DATA LINES:
+--
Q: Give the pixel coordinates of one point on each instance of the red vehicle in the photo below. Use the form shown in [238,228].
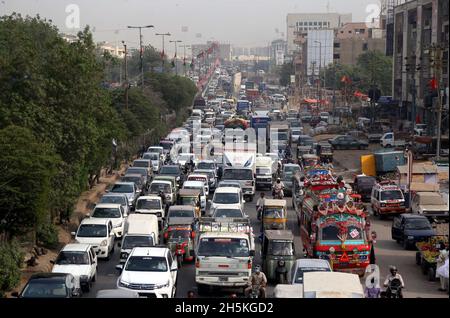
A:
[333,226]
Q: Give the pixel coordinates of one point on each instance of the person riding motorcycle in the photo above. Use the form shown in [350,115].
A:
+--
WHAT YOU SHOULD DO: Please reproduce the listing above word for word, leaving out the pictures.

WRITTEN REPLY:
Q: Give the pixel coordinates of one point on each instance of the red vehicle in the photo below. Use the form shown in [238,228].
A:
[333,226]
Q: Give the pixel coordinates of one point on each instance of the person riding motorcycle in the photo above. Use the form shown in [350,115].
A:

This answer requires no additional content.